■ Goal of the exercise
Starting at the line that contains "Expected: one point per instance of the finger, each", copy each line through the end of the listing below. Include both ends and output nothing more.

■ Records provided
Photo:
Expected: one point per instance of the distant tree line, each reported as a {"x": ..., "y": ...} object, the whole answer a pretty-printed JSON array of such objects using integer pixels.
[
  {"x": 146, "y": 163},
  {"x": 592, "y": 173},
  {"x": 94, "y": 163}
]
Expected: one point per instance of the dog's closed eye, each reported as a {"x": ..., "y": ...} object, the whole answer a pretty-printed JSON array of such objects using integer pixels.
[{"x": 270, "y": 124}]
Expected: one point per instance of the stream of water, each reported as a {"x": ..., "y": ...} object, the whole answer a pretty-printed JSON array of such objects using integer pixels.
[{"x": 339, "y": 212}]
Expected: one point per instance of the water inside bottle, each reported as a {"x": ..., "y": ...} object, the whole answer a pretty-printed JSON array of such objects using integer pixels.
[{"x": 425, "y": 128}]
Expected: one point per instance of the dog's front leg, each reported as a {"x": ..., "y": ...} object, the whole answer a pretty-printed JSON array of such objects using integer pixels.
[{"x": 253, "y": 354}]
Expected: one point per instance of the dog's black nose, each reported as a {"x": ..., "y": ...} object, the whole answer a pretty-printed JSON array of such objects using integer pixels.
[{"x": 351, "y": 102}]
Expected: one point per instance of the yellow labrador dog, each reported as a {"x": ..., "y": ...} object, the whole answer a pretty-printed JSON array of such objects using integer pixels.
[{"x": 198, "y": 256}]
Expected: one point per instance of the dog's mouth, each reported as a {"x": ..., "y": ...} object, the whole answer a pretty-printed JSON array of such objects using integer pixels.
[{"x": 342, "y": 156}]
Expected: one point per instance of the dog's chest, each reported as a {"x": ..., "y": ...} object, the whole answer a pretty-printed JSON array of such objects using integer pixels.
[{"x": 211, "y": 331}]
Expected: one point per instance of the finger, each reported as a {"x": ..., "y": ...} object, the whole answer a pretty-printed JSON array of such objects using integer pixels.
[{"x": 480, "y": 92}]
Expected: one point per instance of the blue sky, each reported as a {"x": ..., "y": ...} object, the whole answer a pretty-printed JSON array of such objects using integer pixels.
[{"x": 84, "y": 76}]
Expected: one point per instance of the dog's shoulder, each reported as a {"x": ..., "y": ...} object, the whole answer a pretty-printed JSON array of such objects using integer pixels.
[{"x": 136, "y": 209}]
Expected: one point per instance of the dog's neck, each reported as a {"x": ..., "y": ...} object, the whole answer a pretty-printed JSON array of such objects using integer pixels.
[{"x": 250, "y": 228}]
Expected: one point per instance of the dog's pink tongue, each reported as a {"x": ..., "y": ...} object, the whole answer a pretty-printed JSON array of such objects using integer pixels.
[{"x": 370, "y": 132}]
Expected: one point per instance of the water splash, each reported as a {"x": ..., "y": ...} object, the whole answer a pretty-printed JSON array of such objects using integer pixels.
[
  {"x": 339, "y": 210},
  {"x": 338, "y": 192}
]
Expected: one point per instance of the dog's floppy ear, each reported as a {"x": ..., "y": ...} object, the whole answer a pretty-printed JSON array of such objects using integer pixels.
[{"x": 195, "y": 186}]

■ Output of the exercise
Expected: one point per instance of the finger, each reported as a {"x": ..., "y": ...} object, the whole answer a pretty-printed JSON array of such objects using integer pixels.
[{"x": 480, "y": 92}]
Expected: one point per instance of the blue sky, each reported as a {"x": ..., "y": ...} object, the whole answer a pretty-printed JSON array of such objects using integer pixels.
[{"x": 84, "y": 76}]
Expected: one point per instance of the dog's shoulder, each reported as a {"x": ..., "y": ...} object, the whole answer a pretty-printed JSON array of such objects using integer pixels.
[{"x": 136, "y": 209}]
Expected: one point per instance of the dog's neck, each reported as a {"x": ..., "y": ...} object, the whole answer a pretty-printed JSON array of such objects using integer pixels.
[{"x": 250, "y": 228}]
Expected: one point per instance of the dog's pink tongue, each reported as a {"x": ..., "y": ...} object, the whole answer a pretty-printed JSON array of such objects using integer pixels.
[{"x": 370, "y": 132}]
Expected: one point per instance of the water splash, each reported as a {"x": ..., "y": ...} object, the whole answer a pretty-printed JSON array of such objects using integer pixels.
[
  {"x": 339, "y": 210},
  {"x": 338, "y": 192}
]
Expected: one point per instance of the dog's floppy ear, each reported as a {"x": ..., "y": ...} object, the whole answer a pretty-printed JSON array of such objects using integer pixels.
[{"x": 195, "y": 186}]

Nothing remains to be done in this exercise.